> PROMPT A
Can you retype the Peter Q. Bohlin profile, starting with "Peter Q. Bohlin’s" and going on through "into his designs."?
> PROMPT B
Could you continue the Peter Q. Bohlin profile from the point where it stops?

Peter Q. Bohlin’s Impressive Career Includes Work for Bill Gates and Steve Jobs
Appearing at Bohlin Cywinski Jackson’s newly relocated Philadelphia office, Peter Q. Bohlin radiates an air of perpetual amusement. His quick blue eyes, nearly obscured by bushy brows, gaze with delight at the warehouse-style windows and mushroom columns, and he grins as colleagues gravitate over to update him on projects around the world. The place has a collegial vibe, which the avuncular Bohlin has nurtured for more than 50 years, baking it into his designs.
A Zelig of the design world, Bohlin has garnered more than 650 awards. They include eight National Honor Awards and the Gold Medal from the AIA. And how many designers can say that, as a young upstart, they were featured in the New York Times Magazine or that they’ve been commissioned by both Steve Jobs and Bill Gates? “None!” Bohlin says with boyish disbelief.

> Dataset entries
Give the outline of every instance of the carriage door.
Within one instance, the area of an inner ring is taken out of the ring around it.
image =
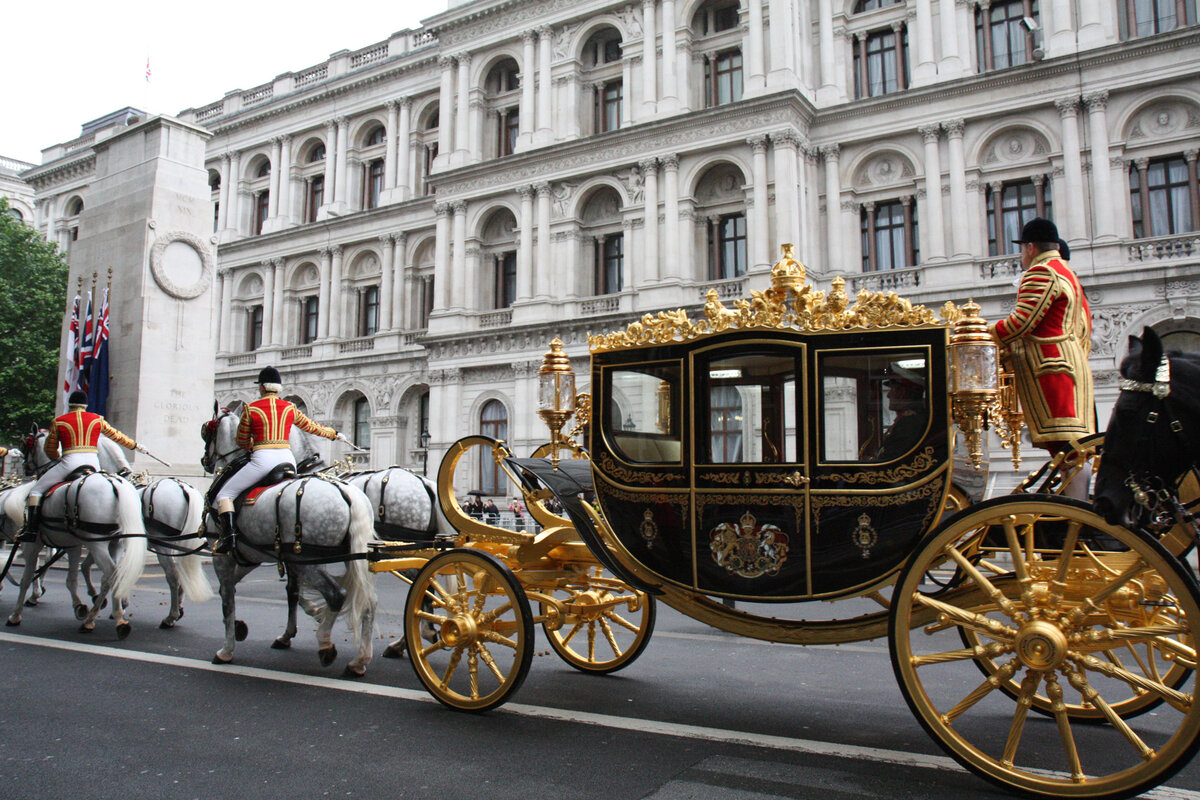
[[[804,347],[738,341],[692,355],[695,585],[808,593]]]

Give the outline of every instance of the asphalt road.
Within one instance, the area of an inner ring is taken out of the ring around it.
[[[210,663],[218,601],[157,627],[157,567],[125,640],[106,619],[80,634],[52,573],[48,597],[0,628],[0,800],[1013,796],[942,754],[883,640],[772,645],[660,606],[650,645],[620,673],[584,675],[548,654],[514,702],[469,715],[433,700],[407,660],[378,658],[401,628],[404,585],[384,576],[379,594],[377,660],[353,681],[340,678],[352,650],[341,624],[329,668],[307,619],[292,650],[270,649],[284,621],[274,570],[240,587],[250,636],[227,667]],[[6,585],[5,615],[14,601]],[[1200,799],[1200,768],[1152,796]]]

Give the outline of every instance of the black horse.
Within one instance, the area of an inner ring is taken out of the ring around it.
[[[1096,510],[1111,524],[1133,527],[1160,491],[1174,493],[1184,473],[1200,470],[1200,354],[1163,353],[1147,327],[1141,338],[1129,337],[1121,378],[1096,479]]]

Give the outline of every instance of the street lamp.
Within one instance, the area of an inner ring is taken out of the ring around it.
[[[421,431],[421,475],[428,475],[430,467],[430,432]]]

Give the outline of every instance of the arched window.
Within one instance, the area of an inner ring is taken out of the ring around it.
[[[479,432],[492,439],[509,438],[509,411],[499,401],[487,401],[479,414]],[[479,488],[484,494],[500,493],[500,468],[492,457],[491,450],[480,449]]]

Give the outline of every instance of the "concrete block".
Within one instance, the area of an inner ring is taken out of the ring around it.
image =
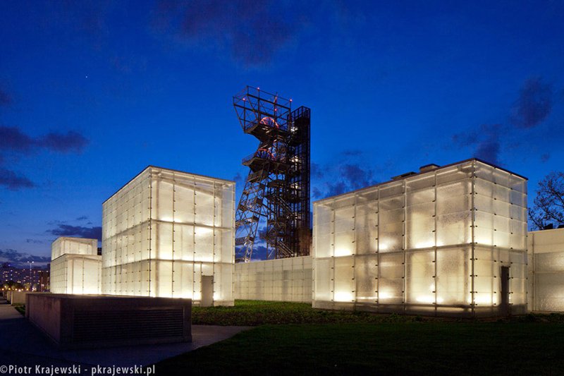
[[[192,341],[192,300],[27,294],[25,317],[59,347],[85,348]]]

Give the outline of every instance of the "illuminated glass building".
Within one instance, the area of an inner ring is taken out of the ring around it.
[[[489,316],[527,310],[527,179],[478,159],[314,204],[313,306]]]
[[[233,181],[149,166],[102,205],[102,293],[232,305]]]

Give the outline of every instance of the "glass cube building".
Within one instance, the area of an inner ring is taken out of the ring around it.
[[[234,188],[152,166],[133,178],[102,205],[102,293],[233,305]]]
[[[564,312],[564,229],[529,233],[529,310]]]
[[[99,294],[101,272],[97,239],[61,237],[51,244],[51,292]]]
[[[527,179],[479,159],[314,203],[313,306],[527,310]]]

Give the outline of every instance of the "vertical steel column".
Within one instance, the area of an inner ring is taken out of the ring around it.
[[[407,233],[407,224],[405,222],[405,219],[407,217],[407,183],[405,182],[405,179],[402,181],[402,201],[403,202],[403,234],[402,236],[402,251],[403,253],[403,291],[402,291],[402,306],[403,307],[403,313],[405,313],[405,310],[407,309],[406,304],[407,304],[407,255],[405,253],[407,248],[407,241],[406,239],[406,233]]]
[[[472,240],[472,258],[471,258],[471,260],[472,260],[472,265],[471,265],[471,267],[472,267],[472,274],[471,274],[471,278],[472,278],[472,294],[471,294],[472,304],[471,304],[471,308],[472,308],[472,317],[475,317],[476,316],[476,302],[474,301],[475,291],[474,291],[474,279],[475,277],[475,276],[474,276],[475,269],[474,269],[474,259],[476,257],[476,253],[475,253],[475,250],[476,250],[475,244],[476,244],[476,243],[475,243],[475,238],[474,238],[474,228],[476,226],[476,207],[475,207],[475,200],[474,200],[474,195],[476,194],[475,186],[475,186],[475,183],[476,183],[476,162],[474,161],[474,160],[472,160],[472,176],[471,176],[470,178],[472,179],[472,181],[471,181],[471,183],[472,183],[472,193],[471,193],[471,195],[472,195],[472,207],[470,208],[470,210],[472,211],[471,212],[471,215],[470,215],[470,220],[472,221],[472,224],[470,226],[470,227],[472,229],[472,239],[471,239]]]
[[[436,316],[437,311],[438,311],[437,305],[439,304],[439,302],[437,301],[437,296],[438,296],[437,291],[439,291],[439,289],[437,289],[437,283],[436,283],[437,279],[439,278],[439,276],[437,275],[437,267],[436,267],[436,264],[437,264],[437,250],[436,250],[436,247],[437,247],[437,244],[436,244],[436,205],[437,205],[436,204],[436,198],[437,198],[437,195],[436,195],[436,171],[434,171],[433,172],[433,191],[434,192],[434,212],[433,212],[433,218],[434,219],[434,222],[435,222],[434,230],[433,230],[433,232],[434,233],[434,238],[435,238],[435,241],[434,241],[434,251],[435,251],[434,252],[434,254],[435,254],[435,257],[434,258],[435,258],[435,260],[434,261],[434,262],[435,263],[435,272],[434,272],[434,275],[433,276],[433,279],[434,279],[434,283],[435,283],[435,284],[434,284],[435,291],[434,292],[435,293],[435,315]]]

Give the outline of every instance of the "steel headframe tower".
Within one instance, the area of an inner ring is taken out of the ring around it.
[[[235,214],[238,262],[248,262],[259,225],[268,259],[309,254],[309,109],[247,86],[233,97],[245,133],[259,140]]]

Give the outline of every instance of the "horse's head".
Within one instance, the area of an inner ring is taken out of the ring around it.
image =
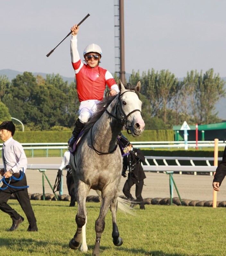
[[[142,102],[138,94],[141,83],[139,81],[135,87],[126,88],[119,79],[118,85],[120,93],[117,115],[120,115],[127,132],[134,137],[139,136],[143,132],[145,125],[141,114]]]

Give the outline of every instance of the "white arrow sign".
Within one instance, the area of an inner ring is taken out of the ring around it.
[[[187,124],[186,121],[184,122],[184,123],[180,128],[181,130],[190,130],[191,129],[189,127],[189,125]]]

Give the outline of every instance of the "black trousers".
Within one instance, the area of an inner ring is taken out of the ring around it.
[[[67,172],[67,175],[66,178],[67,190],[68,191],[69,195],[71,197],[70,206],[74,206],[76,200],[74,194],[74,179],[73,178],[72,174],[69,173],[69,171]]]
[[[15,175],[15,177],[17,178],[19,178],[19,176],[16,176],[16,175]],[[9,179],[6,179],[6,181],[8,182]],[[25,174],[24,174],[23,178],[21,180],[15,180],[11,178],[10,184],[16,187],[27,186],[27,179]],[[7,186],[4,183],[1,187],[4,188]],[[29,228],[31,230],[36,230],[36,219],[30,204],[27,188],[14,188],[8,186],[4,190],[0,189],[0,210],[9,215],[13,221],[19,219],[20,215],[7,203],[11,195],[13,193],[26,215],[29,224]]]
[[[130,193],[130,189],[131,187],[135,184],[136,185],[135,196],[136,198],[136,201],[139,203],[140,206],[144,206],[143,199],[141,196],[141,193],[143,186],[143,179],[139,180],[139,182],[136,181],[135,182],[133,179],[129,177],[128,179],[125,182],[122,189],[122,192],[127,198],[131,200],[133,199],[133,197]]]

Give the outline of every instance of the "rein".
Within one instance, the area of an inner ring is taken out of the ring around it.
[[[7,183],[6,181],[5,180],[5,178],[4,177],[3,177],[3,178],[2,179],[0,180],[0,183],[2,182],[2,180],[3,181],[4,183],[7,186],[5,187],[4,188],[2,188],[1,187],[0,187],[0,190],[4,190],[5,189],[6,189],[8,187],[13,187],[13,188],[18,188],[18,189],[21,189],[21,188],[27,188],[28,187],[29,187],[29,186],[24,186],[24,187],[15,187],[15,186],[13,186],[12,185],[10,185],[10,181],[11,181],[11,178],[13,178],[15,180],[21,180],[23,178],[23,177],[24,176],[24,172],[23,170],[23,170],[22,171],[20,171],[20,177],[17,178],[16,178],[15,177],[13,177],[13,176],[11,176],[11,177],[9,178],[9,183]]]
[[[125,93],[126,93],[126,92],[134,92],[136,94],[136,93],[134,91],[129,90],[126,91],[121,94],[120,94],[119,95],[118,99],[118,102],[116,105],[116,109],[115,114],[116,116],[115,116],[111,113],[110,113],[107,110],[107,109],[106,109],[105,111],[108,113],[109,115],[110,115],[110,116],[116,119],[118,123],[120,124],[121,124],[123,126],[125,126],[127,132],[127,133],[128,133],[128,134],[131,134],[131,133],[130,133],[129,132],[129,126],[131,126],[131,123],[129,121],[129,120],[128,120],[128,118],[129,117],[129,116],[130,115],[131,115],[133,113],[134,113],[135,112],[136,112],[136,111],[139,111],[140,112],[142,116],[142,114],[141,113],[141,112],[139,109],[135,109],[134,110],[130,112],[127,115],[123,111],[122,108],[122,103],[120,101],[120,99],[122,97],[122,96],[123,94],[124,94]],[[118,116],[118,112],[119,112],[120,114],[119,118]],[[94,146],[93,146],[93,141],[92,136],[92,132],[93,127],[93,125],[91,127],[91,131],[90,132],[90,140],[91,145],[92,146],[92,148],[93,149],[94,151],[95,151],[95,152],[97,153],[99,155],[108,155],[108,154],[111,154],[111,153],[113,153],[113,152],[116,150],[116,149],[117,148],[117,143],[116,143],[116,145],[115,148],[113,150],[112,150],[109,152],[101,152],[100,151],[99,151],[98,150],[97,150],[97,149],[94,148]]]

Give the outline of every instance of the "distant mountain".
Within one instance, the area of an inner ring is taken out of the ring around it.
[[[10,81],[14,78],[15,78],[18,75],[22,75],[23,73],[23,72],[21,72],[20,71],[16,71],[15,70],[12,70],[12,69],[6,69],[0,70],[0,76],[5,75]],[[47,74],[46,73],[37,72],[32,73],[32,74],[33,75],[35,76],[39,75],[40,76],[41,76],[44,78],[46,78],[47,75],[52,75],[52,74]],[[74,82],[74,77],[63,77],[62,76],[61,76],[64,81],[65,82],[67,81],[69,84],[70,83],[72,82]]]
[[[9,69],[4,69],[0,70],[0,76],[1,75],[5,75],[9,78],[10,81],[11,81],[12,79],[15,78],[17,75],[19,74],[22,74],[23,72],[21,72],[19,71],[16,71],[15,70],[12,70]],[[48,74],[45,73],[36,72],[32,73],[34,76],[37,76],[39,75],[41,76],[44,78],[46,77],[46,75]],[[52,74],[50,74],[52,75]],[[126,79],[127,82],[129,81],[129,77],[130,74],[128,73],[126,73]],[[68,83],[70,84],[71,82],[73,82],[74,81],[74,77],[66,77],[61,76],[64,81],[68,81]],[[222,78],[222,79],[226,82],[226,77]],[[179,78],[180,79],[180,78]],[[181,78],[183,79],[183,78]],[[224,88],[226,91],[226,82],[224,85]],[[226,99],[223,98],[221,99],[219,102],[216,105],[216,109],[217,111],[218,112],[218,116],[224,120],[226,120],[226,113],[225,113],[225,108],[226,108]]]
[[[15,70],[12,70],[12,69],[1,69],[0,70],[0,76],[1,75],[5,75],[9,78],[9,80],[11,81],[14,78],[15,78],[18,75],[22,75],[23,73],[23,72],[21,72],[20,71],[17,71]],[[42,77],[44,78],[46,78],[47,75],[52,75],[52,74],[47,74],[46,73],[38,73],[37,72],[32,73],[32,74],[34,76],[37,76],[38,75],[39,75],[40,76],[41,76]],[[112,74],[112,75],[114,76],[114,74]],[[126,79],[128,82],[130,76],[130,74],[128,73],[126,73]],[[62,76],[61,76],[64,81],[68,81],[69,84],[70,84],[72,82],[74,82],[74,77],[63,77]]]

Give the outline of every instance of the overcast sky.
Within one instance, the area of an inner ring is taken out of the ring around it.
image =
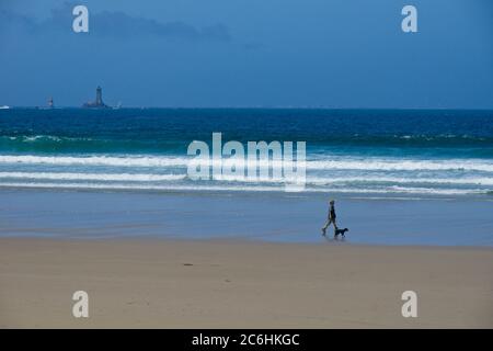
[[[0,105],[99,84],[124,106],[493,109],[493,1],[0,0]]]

> EXPECTED OUTPUT A
Peter Q. Bohlin’s Impressive Career Includes Work for Bill Gates and Steve Jobs
Appearing at Bohlin Cywinski Jackson’s newly relocated Philadelphia office, Peter Q. Bohlin radiates an air of perpetual amusement. His quick blue eyes, nearly obscured by bushy brows, gaze with delight at the warehouse-style windows and mushroom columns, and he grins as colleagues gravitate over to update him on projects around the world. The place has a collegial vibe, which the avuncular Bohlin has nurtured for more than 50 years, baking it into his designs.

> EXPECTED OUTPUT B
The New York Times Magazine story, written by Paul Goldberger, was about Bohlin’s seminal Forest House, an exercise in low-cost high design. He built the Connecticut cedar cabin for his parents in 1975, but its huge industrial-style windows and eco aesthetic seem fresh enough to have alighted among the trees last week. If there were a genetic test for modernist residences, an awful lot of houses in the past 50 years would include a DNA match with Forest House.
His basic philosophy about “the making of a pleasant space” applies to all his work, from a barn converted into a visitor center and offices, along with a new dormitory wing, at Frank Lloyd Wright’s Fallingwater in Mill Run, Pennsylvania, to Scranton’s William J. Nealon Federal Bldg. & U.S. Courthouse and Pixar Animation Studios in Emeryville, California. The most ubiquitous examples are some of the first locations of the Apple Store, each site-specific yet emanating the same welcoming warmth, with Alvar Aalto stools at Parsons tables.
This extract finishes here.